How to complete this task — Reproduce the stretch of the post on transparency in the Covid-19 response from "The Covid-19 pandemic has" through "insights to others.", word for word.
Source document below:
By Natalie Banner, Understanding Patient Data Lead

The Covid-19 pandemic has seen an unprecedented demand for increased transparency from the Government. There is a strong public interest in clarity and openness of decision-making and the data behind it, from the models underpinning public health strategy, to answering critical questions about the companies involved.

It is easy to demand transparency, to expect our decision-makers to open their processes and data to public scrutiny. I firmly believe this is necessary to create a trustworthy system. But the experience of the past few weeks has taught me just how difficult it can be to do in practice, and transparency alone won’t work without trusted relationships. In this post I’ll set out some of the dilemmas we have navigated so far and hope to provide some useful insights to others.

Data in the Covid-19 response

Over the past few weeks, the Understanding Patient Data (UPD) team has been seeking to ensure NHS digital responses to the Covid-19 pandemic are as transparent and open to public scrutiny as possible. We’ve provided advice and convened people to feed in to NHSX’s work on:

  • the data store, a potentially controversial collaboration with several international tech companies that had been subject to media scrutiny and speculation
  • early plans for a contact tracing app, based on a paper by a team at Oxford
  • a symptom checker app, similar to other independent apps already being promoted

For all of these, important questions need to be asked about how the collaborations were established, how data will be managed and used (especially in the longer term), the evidence base for the technologies, who is making decisions and how people will be informed.

Why is this hard?
End of Source document.
Data provided below:
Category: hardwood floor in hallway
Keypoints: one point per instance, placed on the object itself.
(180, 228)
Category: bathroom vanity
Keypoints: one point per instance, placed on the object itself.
End of Data provided.
Response —
The Covid-19 pandemic has seen an unprecedented demand for increased transparency from the Government. There is a strong public interest in clarity and openness of decision-making and the data behind it, from the models underpinning public health strategy, to answering critical questions about the companies involved.

It is easy to demand transparency, to expect our decision-makers to open their processes and data to public scrutiny. I firmly believe this is necessary to create a trustworthy system. But the experience of the past few weeks has taught me just how difficult it can be to do in practice, and transparency alone won’t work without trusted relationships. In this post I’ll set out some of the dilemmas we have navigated so far and hope to provide some useful insights to others.